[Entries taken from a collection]
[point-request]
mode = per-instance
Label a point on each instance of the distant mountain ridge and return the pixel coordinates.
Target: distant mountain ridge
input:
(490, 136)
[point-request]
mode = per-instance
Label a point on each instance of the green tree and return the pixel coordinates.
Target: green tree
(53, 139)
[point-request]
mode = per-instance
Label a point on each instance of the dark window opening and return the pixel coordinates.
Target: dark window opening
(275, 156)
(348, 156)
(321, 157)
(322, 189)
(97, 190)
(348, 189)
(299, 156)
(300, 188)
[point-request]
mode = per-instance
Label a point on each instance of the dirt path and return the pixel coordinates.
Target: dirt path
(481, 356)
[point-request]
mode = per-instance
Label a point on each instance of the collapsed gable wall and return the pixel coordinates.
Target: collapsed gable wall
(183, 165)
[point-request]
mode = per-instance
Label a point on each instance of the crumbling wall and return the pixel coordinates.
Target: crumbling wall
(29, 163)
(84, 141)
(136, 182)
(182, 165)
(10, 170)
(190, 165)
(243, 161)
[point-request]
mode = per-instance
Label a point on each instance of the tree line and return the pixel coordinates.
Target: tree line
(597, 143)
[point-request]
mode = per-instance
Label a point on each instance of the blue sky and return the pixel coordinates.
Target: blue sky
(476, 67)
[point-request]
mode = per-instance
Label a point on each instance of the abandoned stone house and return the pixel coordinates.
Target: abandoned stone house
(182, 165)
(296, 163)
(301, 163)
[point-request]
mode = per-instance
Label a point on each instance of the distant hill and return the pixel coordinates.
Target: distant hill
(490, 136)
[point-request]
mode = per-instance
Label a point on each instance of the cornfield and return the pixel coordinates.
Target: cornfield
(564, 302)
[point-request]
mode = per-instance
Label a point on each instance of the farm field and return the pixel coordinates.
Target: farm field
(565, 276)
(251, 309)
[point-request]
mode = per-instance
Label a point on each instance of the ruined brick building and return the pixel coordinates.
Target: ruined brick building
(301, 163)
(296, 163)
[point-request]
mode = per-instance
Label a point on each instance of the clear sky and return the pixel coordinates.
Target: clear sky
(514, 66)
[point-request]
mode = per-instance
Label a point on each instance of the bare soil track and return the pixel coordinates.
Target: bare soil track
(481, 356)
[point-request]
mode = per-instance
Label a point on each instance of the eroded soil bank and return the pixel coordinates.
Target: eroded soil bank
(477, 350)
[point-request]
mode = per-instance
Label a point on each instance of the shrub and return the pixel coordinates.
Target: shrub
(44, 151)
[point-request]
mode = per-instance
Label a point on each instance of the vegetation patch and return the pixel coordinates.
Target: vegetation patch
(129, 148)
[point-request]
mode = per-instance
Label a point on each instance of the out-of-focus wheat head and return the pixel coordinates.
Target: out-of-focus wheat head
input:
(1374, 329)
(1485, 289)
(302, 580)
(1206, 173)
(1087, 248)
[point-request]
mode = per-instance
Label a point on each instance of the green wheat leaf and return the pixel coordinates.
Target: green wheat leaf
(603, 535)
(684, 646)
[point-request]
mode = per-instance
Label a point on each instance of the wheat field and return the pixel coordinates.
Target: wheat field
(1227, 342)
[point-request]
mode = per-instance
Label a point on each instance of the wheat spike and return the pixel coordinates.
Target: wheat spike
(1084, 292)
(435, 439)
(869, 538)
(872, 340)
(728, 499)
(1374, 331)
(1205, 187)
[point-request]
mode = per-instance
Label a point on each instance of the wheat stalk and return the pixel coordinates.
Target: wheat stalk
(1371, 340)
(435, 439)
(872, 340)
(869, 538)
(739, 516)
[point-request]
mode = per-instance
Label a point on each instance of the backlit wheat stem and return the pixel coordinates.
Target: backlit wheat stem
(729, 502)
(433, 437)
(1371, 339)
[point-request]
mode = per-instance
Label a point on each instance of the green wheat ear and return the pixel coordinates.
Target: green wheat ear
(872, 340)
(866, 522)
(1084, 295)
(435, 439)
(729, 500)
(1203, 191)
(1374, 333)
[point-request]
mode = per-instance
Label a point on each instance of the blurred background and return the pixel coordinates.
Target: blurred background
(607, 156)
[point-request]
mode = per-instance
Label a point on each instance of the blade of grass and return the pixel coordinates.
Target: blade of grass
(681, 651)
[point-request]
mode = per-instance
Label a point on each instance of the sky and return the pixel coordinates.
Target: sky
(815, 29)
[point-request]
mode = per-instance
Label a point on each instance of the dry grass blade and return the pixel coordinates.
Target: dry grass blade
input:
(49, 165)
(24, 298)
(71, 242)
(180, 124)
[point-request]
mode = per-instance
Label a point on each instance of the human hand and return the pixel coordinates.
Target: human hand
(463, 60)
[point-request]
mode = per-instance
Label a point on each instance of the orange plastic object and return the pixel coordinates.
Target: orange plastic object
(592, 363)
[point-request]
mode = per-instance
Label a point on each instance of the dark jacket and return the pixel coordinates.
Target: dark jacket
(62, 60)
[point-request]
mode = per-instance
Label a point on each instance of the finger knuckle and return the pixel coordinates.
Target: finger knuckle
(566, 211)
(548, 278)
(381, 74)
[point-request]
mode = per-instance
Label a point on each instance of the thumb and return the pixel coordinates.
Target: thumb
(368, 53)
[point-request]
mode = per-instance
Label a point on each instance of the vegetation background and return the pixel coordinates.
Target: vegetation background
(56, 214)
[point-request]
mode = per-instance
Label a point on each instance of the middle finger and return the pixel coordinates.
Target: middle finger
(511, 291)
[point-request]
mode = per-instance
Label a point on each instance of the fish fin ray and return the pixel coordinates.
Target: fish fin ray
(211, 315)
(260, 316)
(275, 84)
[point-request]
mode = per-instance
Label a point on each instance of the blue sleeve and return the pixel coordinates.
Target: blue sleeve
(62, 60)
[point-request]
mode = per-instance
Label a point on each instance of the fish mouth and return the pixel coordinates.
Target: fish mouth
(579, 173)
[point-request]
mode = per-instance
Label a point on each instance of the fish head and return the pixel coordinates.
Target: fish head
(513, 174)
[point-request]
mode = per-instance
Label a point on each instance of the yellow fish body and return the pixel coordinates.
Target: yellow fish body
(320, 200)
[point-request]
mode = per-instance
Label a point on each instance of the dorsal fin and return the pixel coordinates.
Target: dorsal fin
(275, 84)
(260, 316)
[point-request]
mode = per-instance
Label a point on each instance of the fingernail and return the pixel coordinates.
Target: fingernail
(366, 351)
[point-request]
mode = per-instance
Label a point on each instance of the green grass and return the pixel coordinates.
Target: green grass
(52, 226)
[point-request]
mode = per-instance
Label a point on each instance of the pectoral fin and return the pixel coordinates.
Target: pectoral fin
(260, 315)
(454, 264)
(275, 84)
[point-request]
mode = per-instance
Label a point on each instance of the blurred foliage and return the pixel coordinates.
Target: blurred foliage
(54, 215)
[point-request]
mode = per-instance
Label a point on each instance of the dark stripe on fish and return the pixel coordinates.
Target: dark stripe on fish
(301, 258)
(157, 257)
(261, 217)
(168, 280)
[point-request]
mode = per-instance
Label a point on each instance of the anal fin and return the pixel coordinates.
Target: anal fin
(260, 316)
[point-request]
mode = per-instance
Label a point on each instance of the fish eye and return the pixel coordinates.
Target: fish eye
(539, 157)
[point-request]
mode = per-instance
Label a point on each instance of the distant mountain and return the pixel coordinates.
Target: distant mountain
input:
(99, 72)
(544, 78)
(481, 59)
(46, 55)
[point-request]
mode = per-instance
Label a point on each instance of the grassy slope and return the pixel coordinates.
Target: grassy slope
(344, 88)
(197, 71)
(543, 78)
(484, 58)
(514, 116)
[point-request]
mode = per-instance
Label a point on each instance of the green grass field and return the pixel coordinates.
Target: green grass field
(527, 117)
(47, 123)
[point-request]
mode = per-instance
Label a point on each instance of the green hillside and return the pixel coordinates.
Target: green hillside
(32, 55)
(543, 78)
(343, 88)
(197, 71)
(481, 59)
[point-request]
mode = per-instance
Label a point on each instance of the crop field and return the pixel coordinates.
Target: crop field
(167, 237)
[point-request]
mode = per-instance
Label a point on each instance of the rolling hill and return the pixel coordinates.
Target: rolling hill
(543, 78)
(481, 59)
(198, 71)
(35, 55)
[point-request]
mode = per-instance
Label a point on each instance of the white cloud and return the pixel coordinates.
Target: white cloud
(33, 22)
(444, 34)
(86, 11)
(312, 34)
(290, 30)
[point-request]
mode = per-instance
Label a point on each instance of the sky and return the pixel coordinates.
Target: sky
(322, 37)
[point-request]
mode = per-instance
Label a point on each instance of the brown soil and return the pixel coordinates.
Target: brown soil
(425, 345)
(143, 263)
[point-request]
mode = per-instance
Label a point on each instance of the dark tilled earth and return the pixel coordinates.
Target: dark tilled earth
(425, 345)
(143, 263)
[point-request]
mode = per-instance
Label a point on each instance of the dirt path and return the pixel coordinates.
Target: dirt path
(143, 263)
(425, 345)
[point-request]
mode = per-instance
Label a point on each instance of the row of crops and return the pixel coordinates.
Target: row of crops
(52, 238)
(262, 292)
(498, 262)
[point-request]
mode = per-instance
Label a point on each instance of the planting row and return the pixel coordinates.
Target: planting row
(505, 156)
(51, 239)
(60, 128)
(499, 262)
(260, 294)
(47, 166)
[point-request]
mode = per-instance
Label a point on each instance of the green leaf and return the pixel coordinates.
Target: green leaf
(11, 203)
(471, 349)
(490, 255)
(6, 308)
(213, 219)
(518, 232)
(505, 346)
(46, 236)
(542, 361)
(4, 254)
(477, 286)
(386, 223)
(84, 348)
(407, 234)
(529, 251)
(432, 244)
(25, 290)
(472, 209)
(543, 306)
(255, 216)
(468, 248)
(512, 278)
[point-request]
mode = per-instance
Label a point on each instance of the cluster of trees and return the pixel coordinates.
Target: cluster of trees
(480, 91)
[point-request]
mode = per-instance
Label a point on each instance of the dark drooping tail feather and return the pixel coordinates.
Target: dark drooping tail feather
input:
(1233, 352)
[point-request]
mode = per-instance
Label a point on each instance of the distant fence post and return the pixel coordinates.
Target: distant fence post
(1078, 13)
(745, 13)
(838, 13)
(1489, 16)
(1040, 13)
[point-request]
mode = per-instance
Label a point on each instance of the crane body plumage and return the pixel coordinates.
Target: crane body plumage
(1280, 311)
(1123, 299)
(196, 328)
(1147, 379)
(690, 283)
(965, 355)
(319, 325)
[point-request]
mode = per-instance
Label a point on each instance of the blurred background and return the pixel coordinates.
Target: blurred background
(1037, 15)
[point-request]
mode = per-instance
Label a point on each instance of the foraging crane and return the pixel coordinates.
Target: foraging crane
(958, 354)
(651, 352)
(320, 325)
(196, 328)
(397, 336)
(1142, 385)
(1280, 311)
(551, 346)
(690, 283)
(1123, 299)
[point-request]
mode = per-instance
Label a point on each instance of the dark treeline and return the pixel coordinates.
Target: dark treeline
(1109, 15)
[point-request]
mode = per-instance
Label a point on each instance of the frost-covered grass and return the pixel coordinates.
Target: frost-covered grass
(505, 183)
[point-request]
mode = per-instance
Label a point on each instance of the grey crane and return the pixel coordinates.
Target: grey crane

Problem to solve ▸ Can you locate every line in the rows above that contains the string "wall"? Case counts, and each matching line should be copied in full.

Written solution ▸
Label a point on each instance of the collapsed gable wall and return the pixel coordinates.
Target: collapsed gable wall
Label a point on each instance of the crumbling wall and return the pixel coordinates.
Target: crumbling wall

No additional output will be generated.